Selected extract below:

American academic (born 1959)

Michael E. Brown (born 29 October 1959) is an American academic. He formerly served as Dean of the Elliott School of International Affairs of the George Washington University, where he currently serves as Professor of International Affairs, Political Science, and Gender Studies.

==Career==
Brown received a Ph.D. in Government from Cornell University.

He was Senior Fellow in U.S. Security Policy at the International Institute for Strategic Studies in London (1988 to 1994). He then became Associate Director of the International Security Program at the Belfer Center for Science and International Affairs at Harvard University (1994–1998). In 1998 he joined the faculty of the Edmund A. Walsh School of Foreign Service at Georgetown University, becoming Director of Georgetown's Center for Peace and Security Studies in 2000.

In 2005, he was appointed Dean of the Elliott School of International Affairs and Professor of International Affairs and Political Science at the George Washington University. He held that position until 2015, after which he continued at the school, as a faculty member with a research focus on international security.

End of Selected extract.

Task objective
Please retype the Michael E. Brown biography between "American academic (born" and "and Gender Studies.", inclusive. The material after this point stands apart from the Michael E. Brown biography.

Given information below:

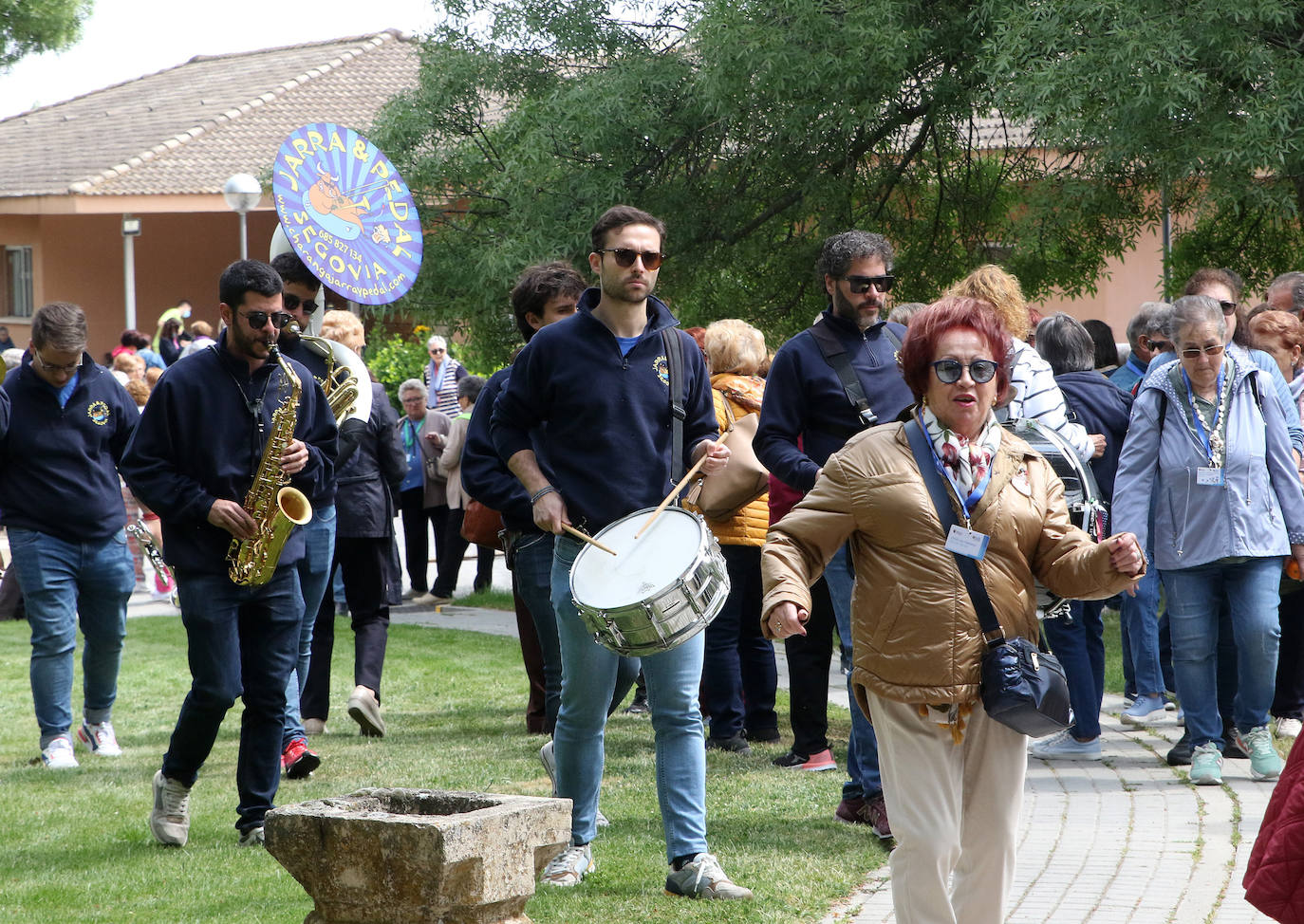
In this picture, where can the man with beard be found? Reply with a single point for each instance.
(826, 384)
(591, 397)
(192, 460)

End of Given information.
Given information below:

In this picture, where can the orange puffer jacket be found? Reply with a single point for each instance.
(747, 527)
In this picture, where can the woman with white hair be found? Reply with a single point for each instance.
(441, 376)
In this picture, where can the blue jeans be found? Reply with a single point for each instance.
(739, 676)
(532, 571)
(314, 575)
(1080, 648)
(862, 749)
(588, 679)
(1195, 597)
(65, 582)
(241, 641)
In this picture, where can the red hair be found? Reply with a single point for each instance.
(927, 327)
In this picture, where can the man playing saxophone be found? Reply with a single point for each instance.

End of Given information.
Given information below:

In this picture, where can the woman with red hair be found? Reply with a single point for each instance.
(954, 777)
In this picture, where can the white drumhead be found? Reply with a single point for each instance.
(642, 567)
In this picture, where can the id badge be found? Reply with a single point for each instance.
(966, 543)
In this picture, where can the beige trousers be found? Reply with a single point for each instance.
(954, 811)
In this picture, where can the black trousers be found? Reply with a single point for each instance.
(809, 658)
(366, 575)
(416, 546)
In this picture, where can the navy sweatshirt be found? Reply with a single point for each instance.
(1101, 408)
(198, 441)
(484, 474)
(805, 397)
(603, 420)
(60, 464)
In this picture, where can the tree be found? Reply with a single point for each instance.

End of Given information.

Exercise response
American academic (born 1959)

Michael E. Brown (born 29 October 1959) is an American academic. He formerly served as Dean of the Elliott School of International Affairs of the George Washington University, where he currently serves as Professor of International Affairs, Political Science, and Gender Studies.